REQUIRED WORK - Set down all of the records word for word.

──────── SUPPLIED MATERIAL ────────

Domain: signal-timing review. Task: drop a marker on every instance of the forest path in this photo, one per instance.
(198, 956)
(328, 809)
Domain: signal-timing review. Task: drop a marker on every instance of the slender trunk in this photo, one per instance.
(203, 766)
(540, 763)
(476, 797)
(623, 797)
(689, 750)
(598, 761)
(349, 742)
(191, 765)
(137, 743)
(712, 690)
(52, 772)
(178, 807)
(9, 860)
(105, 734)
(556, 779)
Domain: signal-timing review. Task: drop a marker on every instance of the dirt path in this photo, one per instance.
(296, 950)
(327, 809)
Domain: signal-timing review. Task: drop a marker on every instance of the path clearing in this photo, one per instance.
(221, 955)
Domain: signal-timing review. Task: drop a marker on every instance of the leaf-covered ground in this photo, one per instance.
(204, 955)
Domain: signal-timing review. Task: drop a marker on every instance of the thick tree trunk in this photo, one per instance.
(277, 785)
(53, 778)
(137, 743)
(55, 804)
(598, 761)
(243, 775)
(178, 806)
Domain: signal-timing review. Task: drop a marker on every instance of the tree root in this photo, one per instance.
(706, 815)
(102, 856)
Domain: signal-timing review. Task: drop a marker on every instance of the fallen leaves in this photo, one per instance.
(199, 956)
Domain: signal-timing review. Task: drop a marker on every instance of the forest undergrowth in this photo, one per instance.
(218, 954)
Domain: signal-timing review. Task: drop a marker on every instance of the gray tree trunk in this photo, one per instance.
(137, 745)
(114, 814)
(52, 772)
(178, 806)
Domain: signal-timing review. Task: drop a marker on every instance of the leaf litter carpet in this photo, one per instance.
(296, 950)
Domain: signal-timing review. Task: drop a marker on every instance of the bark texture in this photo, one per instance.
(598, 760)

────────

ANSWER TO THE EXERCISE -
Domain: signal-timing review. Task: drop a marker on every instance of the forest path in this photo, one per instance.
(198, 956)
(328, 809)
Domain: signal-timing review. Task: drop a marker on every instance of the slender trunk in this photo, one per instance.
(203, 766)
(540, 763)
(476, 797)
(623, 797)
(689, 750)
(598, 761)
(349, 742)
(191, 765)
(137, 743)
(712, 690)
(52, 772)
(178, 807)
(9, 860)
(105, 734)
(556, 779)
Domain: signal-timing review. Task: drop a marker on every instance of the dirt path in this photo, one per instance.
(296, 950)
(327, 809)
Domain: signal-timing review. Task: drop a marker on every instance of the path clearing in this photo, one per instance.
(221, 955)
Domain: signal-timing review. Task: drop a marker on every instance of the leaf-covered ground in this photo, one per instance.
(204, 955)
Domain: signal-timing review. Task: drop a marker on every instance of the thick tree trunk in this photo, one per instance.
(277, 785)
(53, 778)
(137, 743)
(55, 804)
(598, 761)
(243, 775)
(178, 806)
Domain: signal-timing review. Task: drop a marker on every instance of the tree root in this photo, one per instance.
(706, 815)
(102, 856)
Domain: signal-timing review. Task: drop a marker on every instance of the fallen leaves in this photo, one per instance.
(199, 956)
Domain: signal-timing review. Task: drop a marker on every instance of the forest undergrowth in this photo, one per instance.
(218, 954)
Domain: signal-timing review. Task: drop a marker on every instance of the gray tree trunk in this photo, one per instance.
(137, 745)
(114, 814)
(52, 772)
(178, 806)
Domain: signal-timing review. Task: drop a marker on every instance of the leaf litter carpet in this photo, one per instance.
(296, 950)
Domain: signal-timing review. Task: drop a marker on every instance of the bark texture in this photo, one per instance.
(598, 760)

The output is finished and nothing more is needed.